» Le problème: Reproduisez fidèlement le passage du texte sur la traduction dans le contexte colonial canadien qui va de « Table ronde, 8 » à « le 8 décembre 2015. », ces deux extrémités comprises.

» Texte fourni:
++++++++

Table ronde, 8 décembre 2015

Traduction, altérité et résistance dans le contexte colonial canadien

cover

Le chantier TRADUIRE LES HUMANITÉS et l’antenne Figura de l’Université Concordia ont organisé l’atelier Traduction, altérité et résistance dans le contexte colonial canadien, qui s’est tenu le 8 décembre 2015.

Au Canada, la traduction est souvent conçue, enseignée et comprise comme la pratique d’un transfert culturel entre deux «solitudes» culturelles et linguistiques. Pourtant, plus de 60 langues autochtones existent actuellement à travers le territoire. Selon les données de Statistiques Canada, seulement trois de ces langues – le cri, l’ojibwé et l’inuktitut — ont des chances de survie au-delà des 50 prochaines années avec le niveau de financement actuel (Statistique Canada, recensements de 1996 et 2001). Cette menace d’effacement de la présence autochtone et la violence coloniale qui la sous-tend s’inscrit dans la logique historique du mouvement de colonisation européenne des Amériques. De fait, Patrick Wolfe soutient dans Settler Colonialism and the Transformation of Anthropology (1999) que depuis l’arrivée des Européens en Amérique, les pouvoirs coloniaux, de concert avec les pouvoirs religieux, ont employé un ensemble de stratégies pour procéder à l’effacement de la présence autochtone au profit de la société coloniale. La sémiologue Barbara Godard (Writing Between Cultures, 1997) constate que ces diverses stratégies, allant de la traduction de la part des missionnaires traducteurs aux pensionnats autochtones, ont donné lieu à un rapport de force asymétrique entre les langues dominantes (coloniales) et les langues minoritaires (autochtones). L’histoire de la traduction telle qu’elle est enseignée aujourd’hui dans le cadre universitaire canadien suppose que la traduction crée une voie de communication entre les différentes langues, aussi bien majoritaires que minoritaires. Or, dans le contexte canadien de bilinguisme officiel et vu le statut minoritaire des langues autochtones, on constate plutôt qu’au lieu de contribuer à la promotion de la variété et de la richesse des langues, la traduction a participé au contraire à leur amenuisement. C’est précisément cette réduction qui témoigne que l’histoire de la traduction a un parti pris dans le projet colonial.

++++++++

Enregistrements:

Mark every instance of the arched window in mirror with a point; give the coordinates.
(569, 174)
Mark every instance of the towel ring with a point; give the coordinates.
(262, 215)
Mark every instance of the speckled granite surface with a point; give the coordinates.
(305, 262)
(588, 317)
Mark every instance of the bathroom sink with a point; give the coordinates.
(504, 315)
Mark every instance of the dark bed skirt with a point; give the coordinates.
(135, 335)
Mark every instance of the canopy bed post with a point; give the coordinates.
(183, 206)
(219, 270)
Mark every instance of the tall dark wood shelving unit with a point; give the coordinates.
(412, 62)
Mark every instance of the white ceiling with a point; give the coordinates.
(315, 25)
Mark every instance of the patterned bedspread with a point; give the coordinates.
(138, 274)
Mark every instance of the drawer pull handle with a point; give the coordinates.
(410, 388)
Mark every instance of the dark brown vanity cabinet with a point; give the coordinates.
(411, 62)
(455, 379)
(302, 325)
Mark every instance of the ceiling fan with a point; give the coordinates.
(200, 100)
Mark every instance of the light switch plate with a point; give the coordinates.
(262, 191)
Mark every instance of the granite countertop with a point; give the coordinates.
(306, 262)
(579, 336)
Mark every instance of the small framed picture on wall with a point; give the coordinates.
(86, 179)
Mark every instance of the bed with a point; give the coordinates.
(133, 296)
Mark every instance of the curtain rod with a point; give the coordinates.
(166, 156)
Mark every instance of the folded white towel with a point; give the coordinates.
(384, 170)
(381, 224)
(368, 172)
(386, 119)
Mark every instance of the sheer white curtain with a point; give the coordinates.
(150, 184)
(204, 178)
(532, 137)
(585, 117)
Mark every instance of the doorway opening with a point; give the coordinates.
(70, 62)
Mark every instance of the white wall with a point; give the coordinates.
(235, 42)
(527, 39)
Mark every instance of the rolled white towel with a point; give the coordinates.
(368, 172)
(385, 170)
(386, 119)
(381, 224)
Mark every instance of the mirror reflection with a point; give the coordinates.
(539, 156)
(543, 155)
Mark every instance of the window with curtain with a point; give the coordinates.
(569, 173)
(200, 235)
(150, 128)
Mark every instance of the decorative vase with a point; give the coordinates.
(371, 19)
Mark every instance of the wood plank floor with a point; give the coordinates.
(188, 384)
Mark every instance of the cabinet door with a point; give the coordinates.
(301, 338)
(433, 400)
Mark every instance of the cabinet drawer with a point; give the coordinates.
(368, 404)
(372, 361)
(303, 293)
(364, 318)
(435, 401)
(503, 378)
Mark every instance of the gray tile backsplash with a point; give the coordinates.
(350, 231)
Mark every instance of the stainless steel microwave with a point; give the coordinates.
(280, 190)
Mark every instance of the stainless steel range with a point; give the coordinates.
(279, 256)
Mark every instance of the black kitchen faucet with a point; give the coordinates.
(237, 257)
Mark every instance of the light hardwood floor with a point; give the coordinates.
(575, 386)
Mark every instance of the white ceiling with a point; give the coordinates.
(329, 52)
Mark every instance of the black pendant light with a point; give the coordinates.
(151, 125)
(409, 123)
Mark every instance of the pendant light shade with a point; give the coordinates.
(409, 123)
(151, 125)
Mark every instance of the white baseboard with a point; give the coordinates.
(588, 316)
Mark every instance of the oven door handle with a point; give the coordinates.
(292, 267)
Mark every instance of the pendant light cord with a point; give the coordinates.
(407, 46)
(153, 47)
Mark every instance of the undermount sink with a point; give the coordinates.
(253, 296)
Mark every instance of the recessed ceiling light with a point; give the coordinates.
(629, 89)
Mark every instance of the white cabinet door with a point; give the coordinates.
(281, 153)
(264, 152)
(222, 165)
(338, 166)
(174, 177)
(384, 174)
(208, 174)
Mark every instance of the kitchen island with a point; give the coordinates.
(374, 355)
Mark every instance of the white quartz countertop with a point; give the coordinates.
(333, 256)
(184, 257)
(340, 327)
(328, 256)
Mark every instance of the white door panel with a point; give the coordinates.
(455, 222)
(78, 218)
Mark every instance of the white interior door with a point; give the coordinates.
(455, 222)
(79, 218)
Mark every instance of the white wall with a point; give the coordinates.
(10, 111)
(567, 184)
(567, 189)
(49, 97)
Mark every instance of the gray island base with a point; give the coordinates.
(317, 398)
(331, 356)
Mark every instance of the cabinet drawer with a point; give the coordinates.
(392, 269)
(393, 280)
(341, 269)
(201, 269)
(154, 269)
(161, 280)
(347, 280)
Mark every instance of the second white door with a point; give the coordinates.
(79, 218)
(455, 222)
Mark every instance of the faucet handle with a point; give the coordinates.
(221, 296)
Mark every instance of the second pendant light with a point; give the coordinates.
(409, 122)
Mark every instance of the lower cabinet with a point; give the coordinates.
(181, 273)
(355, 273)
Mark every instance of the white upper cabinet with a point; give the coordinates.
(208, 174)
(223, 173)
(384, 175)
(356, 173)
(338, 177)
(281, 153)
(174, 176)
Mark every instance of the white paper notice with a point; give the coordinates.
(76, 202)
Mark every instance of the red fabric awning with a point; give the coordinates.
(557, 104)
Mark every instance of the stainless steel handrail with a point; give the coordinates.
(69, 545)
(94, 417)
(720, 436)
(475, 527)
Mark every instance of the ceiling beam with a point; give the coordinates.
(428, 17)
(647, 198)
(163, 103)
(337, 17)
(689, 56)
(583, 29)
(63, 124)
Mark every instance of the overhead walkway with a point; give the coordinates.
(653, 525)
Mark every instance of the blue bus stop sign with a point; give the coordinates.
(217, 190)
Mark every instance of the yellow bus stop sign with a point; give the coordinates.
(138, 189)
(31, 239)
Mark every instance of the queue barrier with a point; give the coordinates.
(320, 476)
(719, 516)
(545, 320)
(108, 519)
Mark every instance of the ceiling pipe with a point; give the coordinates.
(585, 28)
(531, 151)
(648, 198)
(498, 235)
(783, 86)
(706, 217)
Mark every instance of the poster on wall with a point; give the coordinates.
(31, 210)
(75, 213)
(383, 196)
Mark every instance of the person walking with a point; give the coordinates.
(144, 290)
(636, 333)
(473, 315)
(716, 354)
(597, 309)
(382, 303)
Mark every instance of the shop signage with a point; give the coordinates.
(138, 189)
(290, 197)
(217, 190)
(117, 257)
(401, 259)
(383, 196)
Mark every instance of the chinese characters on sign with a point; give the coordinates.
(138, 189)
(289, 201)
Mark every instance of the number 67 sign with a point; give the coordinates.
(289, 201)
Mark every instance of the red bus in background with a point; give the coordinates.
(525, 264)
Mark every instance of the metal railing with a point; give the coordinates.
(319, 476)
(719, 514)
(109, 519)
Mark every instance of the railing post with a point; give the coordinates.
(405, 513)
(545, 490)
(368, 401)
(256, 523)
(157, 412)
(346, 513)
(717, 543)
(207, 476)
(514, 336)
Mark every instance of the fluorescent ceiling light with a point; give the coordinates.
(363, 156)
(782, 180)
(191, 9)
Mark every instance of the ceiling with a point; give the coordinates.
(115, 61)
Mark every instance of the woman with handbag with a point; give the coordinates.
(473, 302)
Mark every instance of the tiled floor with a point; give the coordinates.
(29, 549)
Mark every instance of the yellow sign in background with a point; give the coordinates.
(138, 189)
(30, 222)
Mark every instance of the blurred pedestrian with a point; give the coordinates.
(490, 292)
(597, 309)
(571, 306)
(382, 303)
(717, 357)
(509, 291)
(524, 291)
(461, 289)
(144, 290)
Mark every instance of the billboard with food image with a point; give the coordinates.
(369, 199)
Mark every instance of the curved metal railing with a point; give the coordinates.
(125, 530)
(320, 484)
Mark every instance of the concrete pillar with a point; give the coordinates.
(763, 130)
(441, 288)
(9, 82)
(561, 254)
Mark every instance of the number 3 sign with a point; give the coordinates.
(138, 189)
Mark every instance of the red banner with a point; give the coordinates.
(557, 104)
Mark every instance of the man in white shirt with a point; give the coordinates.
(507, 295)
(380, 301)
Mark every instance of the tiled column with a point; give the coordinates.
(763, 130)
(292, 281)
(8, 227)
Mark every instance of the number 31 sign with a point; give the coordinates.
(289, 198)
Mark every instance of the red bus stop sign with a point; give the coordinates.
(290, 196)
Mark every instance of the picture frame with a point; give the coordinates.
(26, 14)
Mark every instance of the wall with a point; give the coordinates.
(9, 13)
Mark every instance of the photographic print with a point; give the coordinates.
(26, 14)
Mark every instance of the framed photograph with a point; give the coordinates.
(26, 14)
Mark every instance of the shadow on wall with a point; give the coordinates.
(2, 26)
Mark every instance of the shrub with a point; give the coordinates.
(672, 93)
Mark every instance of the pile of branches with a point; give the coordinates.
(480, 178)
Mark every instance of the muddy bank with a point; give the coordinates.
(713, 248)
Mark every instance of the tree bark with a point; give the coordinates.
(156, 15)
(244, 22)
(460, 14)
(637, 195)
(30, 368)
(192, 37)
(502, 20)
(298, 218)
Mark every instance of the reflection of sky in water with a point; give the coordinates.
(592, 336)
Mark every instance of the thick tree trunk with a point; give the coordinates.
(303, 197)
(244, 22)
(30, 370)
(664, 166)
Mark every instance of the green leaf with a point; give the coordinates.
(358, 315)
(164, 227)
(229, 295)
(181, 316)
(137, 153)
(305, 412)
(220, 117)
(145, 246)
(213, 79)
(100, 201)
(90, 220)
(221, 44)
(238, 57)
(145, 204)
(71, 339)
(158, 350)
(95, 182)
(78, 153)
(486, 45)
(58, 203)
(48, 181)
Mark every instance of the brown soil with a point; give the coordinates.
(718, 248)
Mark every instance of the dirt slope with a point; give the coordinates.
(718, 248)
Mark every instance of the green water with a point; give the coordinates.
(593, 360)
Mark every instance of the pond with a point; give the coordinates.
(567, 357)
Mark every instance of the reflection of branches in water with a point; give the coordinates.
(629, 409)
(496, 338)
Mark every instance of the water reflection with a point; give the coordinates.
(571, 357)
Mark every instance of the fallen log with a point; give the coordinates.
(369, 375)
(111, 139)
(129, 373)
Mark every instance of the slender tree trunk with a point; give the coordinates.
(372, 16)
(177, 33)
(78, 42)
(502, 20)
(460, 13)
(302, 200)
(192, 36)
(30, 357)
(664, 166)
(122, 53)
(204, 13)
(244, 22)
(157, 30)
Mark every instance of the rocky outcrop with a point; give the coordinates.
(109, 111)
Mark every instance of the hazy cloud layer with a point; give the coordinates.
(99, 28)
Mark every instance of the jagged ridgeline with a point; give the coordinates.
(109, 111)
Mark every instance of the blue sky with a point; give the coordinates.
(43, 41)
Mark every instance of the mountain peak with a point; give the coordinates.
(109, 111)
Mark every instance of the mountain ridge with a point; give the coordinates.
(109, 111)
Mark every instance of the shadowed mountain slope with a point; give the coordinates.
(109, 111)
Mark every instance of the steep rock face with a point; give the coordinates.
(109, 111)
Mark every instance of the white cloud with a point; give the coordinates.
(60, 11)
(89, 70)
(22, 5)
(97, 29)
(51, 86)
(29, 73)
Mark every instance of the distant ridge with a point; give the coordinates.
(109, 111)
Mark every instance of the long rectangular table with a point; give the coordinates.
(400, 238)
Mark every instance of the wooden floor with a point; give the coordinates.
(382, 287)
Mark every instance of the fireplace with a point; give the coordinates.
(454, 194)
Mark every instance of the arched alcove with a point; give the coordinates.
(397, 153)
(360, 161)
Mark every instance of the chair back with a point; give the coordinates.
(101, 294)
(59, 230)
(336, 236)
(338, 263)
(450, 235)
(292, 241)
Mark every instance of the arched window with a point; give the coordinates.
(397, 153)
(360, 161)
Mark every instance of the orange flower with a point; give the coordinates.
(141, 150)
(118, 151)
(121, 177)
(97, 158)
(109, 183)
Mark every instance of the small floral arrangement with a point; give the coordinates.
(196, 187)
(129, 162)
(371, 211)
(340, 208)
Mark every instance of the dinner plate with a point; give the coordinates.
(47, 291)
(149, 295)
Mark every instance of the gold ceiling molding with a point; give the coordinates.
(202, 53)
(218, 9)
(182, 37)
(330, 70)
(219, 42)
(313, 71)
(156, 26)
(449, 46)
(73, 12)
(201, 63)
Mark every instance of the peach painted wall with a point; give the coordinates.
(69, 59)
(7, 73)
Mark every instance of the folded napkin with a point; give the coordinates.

++++++++

» Solution du problème:
Table ronde, 8 décembre 2015

Traduction, altérité et résistance dans le contexte colonial canadien

cover

Le chantier TRADUIRE LES HUMANITÉS et l’antenne Figura de l’Université Concordia ont organisé l’atelier Traduction, altérité et résistance dans le contexte colonial canadien, qui s’est tenu le 8 décembre 2015.